◆ WORK ORDER
Go through the entries below. Copy out every line that contains "rooftop".

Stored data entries
──────

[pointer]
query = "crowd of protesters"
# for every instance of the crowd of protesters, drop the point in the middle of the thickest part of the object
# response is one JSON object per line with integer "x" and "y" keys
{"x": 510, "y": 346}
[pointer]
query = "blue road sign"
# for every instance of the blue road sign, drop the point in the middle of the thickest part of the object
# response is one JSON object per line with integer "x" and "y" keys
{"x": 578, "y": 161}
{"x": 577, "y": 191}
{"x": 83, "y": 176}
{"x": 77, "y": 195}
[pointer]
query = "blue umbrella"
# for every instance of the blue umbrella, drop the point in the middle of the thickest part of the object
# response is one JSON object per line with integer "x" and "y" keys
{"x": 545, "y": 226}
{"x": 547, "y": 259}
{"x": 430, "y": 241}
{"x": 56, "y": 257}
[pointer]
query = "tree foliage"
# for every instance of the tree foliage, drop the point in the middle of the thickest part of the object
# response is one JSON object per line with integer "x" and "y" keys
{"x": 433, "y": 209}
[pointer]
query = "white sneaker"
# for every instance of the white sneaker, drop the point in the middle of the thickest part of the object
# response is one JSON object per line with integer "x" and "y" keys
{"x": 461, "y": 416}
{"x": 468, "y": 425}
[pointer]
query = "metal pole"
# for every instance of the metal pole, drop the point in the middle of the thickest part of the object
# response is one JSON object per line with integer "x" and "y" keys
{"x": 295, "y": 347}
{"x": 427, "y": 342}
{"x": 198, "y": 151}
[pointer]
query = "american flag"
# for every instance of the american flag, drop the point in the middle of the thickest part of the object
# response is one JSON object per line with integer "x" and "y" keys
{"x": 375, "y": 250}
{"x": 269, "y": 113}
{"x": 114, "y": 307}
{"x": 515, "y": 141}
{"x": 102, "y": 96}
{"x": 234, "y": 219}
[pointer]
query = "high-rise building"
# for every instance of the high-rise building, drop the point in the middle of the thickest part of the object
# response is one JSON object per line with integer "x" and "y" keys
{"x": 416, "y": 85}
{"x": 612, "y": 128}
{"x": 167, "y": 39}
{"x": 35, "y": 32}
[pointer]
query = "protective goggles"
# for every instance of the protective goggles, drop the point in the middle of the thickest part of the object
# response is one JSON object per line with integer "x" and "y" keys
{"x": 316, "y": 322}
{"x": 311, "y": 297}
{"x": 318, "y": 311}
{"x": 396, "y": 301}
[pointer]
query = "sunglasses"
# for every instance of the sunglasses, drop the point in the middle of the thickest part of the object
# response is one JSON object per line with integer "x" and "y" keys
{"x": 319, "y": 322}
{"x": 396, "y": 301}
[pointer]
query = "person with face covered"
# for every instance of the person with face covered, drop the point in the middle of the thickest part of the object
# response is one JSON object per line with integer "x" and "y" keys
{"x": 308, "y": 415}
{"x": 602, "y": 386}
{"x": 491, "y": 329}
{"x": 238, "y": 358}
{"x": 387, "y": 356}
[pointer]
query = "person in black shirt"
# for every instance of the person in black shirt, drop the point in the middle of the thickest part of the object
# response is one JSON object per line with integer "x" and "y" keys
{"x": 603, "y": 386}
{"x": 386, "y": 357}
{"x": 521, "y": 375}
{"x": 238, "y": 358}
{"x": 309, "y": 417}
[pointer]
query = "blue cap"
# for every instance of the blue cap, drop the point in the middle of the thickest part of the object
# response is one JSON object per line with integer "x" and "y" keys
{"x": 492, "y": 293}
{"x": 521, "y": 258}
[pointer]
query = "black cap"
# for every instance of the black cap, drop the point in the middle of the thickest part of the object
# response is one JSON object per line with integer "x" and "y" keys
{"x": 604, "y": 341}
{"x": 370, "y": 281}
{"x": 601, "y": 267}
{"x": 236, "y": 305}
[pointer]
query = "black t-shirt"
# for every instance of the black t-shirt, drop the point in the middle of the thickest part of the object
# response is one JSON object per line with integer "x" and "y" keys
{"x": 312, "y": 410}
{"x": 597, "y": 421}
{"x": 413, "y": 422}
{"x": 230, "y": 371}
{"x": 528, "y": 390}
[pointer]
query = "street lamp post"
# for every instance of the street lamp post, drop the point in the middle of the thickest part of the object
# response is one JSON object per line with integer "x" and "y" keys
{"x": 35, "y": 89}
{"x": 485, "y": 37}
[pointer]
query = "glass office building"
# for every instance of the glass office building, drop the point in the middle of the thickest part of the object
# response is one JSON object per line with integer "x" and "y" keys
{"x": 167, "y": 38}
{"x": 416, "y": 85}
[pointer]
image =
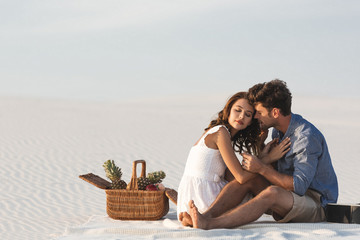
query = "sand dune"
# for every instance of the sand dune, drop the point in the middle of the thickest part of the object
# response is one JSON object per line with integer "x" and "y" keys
{"x": 45, "y": 144}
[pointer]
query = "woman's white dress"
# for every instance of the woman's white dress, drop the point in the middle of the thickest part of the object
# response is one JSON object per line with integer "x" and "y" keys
{"x": 203, "y": 176}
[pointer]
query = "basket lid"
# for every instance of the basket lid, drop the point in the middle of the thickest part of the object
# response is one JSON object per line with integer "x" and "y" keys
{"x": 96, "y": 181}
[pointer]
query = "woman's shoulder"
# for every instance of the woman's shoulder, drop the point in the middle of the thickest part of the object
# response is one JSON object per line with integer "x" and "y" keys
{"x": 222, "y": 129}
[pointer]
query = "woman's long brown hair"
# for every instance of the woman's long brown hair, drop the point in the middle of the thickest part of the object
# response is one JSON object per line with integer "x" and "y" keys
{"x": 247, "y": 139}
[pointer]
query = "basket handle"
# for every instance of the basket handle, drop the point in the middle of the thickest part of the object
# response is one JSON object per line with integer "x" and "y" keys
{"x": 133, "y": 183}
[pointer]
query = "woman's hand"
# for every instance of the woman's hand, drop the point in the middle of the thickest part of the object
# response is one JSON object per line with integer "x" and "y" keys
{"x": 251, "y": 163}
{"x": 277, "y": 151}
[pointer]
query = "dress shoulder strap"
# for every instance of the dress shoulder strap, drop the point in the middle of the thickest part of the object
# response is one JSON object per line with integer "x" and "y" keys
{"x": 210, "y": 131}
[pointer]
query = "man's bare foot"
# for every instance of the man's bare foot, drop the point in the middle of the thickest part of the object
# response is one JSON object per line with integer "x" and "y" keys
{"x": 199, "y": 221}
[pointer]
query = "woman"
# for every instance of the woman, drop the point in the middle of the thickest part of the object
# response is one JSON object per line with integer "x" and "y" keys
{"x": 235, "y": 129}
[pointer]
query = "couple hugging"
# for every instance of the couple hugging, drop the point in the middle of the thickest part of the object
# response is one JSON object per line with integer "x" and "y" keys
{"x": 291, "y": 177}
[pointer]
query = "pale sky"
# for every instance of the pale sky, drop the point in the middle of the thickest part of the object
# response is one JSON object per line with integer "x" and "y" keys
{"x": 119, "y": 49}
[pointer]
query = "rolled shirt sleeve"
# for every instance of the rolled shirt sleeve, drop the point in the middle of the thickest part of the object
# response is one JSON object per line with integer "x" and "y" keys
{"x": 306, "y": 157}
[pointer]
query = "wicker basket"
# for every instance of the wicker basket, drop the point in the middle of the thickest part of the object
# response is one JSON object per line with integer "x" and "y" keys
{"x": 131, "y": 203}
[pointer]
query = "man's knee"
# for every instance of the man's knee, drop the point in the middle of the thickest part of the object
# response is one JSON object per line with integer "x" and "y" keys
{"x": 272, "y": 193}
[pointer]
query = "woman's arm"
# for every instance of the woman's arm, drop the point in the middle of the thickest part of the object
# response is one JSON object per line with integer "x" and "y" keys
{"x": 223, "y": 142}
{"x": 274, "y": 151}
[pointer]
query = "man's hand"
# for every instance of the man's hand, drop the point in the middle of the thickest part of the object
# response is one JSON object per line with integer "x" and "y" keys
{"x": 251, "y": 163}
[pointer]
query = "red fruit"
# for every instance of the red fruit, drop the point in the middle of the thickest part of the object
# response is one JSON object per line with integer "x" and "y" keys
{"x": 151, "y": 187}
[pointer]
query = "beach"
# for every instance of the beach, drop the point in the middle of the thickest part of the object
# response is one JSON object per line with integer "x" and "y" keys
{"x": 47, "y": 143}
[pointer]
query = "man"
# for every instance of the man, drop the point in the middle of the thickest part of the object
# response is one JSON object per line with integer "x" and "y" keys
{"x": 297, "y": 191}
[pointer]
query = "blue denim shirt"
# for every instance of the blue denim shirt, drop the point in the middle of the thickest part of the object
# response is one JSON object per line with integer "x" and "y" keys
{"x": 308, "y": 160}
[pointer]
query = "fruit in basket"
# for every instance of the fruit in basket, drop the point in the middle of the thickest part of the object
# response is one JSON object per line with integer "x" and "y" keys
{"x": 156, "y": 177}
{"x": 114, "y": 173}
{"x": 151, "y": 187}
{"x": 160, "y": 186}
{"x": 143, "y": 182}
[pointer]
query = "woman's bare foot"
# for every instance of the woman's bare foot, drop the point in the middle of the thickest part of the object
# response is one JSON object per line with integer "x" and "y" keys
{"x": 198, "y": 220}
{"x": 185, "y": 219}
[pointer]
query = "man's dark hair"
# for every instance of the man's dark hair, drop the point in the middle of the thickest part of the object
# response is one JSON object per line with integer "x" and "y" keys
{"x": 273, "y": 94}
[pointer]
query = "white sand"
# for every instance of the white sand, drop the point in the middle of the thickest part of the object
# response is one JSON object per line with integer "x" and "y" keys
{"x": 46, "y": 144}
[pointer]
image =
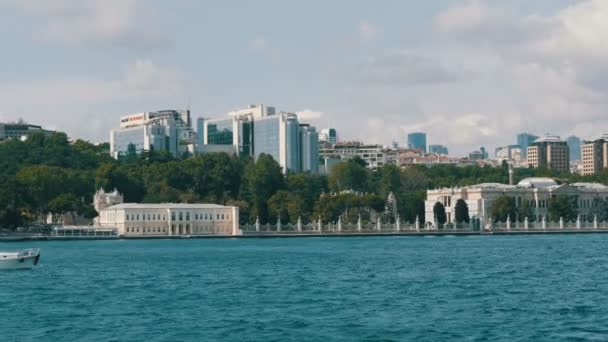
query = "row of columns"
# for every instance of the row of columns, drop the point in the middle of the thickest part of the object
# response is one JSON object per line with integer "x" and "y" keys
{"x": 544, "y": 223}
{"x": 339, "y": 224}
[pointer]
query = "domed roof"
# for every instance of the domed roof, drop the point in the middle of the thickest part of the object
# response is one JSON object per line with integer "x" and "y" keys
{"x": 537, "y": 182}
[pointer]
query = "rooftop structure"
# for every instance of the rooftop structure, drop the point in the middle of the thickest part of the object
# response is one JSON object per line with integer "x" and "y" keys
{"x": 167, "y": 130}
{"x": 549, "y": 152}
{"x": 170, "y": 219}
{"x": 20, "y": 130}
{"x": 260, "y": 129}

──────

◆ RESPONSE FOR THIS EXERCISE
query = "rooftop structure"
# for every instance of the rooftop structure, drop the point in the middle of the thickest part of the object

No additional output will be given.